Starting at the line that contains "Target: white debris particle" and continuing through the last line, format those lines as a JSON list of strings with one string per line, and leave out any blank lines.

** start Data **

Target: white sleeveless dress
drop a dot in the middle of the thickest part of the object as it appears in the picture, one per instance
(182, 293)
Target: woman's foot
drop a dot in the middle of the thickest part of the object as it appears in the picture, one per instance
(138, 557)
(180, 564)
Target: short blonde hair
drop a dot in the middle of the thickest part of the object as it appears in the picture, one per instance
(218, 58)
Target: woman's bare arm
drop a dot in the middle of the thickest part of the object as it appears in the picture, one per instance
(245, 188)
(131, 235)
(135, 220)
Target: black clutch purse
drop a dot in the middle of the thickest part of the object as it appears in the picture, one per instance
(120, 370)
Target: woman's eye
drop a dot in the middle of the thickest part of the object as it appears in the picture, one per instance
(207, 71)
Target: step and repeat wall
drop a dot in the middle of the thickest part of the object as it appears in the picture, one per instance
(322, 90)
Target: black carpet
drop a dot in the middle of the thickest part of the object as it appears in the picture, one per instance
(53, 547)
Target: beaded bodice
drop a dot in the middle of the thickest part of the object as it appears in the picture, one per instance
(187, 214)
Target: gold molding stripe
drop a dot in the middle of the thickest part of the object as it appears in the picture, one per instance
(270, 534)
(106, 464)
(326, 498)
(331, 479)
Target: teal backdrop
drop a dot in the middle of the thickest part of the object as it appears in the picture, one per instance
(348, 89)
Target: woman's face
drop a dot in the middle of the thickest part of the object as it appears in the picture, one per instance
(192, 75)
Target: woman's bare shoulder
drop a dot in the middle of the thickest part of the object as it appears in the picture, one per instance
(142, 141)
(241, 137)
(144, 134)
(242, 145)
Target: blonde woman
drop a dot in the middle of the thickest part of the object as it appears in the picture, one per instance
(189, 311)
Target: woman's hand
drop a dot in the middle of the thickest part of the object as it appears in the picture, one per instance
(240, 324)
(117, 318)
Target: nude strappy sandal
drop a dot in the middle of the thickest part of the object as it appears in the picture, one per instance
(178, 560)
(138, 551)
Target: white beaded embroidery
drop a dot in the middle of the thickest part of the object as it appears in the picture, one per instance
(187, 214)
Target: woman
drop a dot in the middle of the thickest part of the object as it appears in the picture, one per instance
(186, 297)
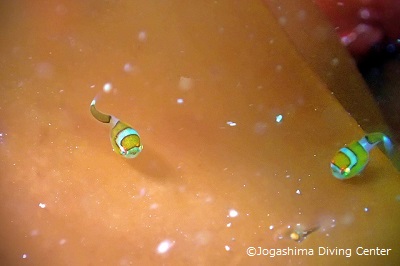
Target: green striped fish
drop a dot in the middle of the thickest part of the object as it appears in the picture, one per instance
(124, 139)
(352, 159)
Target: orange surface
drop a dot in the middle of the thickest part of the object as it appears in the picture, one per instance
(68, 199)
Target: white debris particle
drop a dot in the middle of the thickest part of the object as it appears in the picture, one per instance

** end Data **

_Output for this task_:
[
  "Target: white debris particle",
  "drop a dot in the middle of the thickest part of the object as it appears in the picture, one per instance"
]